Items from a labeling collection

....

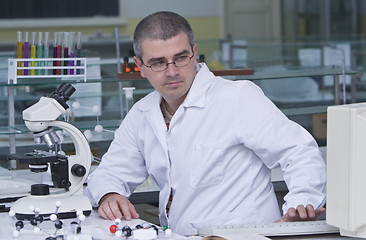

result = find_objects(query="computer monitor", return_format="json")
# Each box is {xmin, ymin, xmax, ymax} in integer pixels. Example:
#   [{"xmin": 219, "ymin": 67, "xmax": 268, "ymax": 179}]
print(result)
[{"xmin": 326, "ymin": 103, "xmax": 366, "ymax": 238}]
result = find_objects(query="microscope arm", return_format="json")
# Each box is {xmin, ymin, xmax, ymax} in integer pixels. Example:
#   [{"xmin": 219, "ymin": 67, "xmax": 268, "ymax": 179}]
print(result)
[{"xmin": 47, "ymin": 121, "xmax": 93, "ymax": 195}]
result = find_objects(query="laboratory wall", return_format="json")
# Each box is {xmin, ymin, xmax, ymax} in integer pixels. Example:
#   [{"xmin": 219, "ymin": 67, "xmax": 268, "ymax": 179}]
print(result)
[{"xmin": 0, "ymin": 0, "xmax": 222, "ymax": 43}]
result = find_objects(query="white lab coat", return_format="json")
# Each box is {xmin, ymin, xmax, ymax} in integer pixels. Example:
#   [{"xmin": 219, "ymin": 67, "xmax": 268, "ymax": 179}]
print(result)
[{"xmin": 88, "ymin": 64, "xmax": 325, "ymax": 235}]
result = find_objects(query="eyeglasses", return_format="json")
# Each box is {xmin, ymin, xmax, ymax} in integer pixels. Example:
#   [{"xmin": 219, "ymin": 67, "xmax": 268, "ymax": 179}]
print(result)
[{"xmin": 140, "ymin": 53, "xmax": 194, "ymax": 72}]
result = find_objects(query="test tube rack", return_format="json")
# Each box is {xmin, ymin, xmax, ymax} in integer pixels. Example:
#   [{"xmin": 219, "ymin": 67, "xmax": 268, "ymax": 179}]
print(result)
[{"xmin": 8, "ymin": 58, "xmax": 87, "ymax": 84}]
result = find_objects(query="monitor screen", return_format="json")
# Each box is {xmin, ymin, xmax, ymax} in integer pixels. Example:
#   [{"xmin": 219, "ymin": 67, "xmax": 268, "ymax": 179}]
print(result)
[{"xmin": 326, "ymin": 103, "xmax": 366, "ymax": 238}]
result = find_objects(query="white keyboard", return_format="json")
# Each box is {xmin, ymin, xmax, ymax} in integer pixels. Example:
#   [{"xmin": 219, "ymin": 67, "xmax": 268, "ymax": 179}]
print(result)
[{"xmin": 198, "ymin": 220, "xmax": 339, "ymax": 237}]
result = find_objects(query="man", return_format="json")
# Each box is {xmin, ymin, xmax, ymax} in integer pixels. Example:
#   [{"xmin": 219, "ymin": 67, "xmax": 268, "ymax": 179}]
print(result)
[{"xmin": 88, "ymin": 12, "xmax": 325, "ymax": 235}]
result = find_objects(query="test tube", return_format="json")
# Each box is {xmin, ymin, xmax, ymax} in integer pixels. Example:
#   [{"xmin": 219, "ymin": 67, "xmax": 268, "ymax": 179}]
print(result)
[
  {"xmin": 31, "ymin": 32, "xmax": 37, "ymax": 75},
  {"xmin": 17, "ymin": 32, "xmax": 22, "ymax": 75},
  {"xmin": 76, "ymin": 32, "xmax": 81, "ymax": 74},
  {"xmin": 37, "ymin": 32, "xmax": 43, "ymax": 75},
  {"xmin": 52, "ymin": 32, "xmax": 58, "ymax": 75},
  {"xmin": 69, "ymin": 32, "xmax": 75, "ymax": 75},
  {"xmin": 43, "ymin": 32, "xmax": 50, "ymax": 75},
  {"xmin": 24, "ymin": 32, "xmax": 29, "ymax": 75},
  {"xmin": 62, "ymin": 32, "xmax": 69, "ymax": 75},
  {"xmin": 56, "ymin": 32, "xmax": 62, "ymax": 75},
  {"xmin": 123, "ymin": 87, "xmax": 136, "ymax": 114}
]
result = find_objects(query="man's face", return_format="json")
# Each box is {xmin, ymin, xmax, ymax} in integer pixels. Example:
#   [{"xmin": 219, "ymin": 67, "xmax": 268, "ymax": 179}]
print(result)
[{"xmin": 134, "ymin": 33, "xmax": 197, "ymax": 103}]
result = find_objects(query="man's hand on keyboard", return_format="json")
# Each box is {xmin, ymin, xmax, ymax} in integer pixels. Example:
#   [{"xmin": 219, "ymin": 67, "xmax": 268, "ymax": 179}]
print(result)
[{"xmin": 276, "ymin": 204, "xmax": 325, "ymax": 222}]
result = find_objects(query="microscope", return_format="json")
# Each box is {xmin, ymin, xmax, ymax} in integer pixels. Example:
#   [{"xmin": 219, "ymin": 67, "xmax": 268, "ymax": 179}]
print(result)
[{"xmin": 10, "ymin": 83, "xmax": 92, "ymax": 220}]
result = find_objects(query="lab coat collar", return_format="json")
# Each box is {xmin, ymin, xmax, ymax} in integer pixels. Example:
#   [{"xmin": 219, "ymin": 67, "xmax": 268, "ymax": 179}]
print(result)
[{"xmin": 183, "ymin": 63, "xmax": 215, "ymax": 107}]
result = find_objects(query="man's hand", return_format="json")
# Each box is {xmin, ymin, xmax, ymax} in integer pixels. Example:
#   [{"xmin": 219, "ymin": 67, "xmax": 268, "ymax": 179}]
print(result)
[
  {"xmin": 276, "ymin": 204, "xmax": 325, "ymax": 222},
  {"xmin": 98, "ymin": 193, "xmax": 139, "ymax": 221}
]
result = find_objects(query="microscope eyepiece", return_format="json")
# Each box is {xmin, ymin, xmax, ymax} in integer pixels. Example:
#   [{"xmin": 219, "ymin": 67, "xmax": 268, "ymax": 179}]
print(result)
[{"xmin": 50, "ymin": 83, "xmax": 75, "ymax": 109}]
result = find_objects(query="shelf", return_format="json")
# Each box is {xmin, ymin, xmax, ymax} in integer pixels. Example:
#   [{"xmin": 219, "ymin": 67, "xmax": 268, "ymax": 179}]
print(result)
[
  {"xmin": 240, "ymin": 68, "xmax": 360, "ymax": 80},
  {"xmin": 117, "ymin": 68, "xmax": 254, "ymax": 80},
  {"xmin": 0, "ymin": 120, "xmax": 122, "ymax": 135}
]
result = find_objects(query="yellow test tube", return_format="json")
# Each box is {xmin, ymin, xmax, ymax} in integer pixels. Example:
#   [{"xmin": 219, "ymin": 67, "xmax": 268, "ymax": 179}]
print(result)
[
  {"xmin": 31, "ymin": 32, "xmax": 37, "ymax": 75},
  {"xmin": 17, "ymin": 32, "xmax": 22, "ymax": 76}
]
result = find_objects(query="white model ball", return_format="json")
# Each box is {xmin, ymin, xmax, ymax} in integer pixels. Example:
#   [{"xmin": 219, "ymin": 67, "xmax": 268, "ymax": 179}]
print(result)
[
  {"xmin": 50, "ymin": 214, "xmax": 57, "ymax": 222},
  {"xmin": 72, "ymin": 102, "xmax": 80, "ymax": 110},
  {"xmin": 92, "ymin": 105, "xmax": 100, "ymax": 114},
  {"xmin": 94, "ymin": 124, "xmax": 103, "ymax": 133},
  {"xmin": 13, "ymin": 230, "xmax": 19, "ymax": 238},
  {"xmin": 84, "ymin": 130, "xmax": 93, "ymax": 141},
  {"xmin": 9, "ymin": 210, "xmax": 15, "ymax": 217}
]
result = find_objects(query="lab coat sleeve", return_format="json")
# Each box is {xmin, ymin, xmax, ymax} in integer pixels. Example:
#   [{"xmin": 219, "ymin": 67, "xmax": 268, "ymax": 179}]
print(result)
[
  {"xmin": 237, "ymin": 84, "xmax": 326, "ymax": 213},
  {"xmin": 86, "ymin": 107, "xmax": 148, "ymax": 206}
]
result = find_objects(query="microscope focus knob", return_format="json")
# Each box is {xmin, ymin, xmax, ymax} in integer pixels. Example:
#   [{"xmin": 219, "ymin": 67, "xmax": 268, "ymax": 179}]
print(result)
[
  {"xmin": 71, "ymin": 164, "xmax": 86, "ymax": 177},
  {"xmin": 31, "ymin": 184, "xmax": 50, "ymax": 196}
]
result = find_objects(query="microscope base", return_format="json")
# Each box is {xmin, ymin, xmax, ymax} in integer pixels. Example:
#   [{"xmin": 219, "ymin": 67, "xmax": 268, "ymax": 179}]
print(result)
[{"xmin": 10, "ymin": 194, "xmax": 92, "ymax": 220}]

....

Goal of the exercise >> Filter the entries above down to each line that contains the string "test", matching case exactly, and copy those lines.

Output for this exercise >>
result = find_objects(query="test tube rack", return_format="json")
result = find_objects(query="test tube", return_format="json")
result = find_objects(query="yellow test tube", return_format="json")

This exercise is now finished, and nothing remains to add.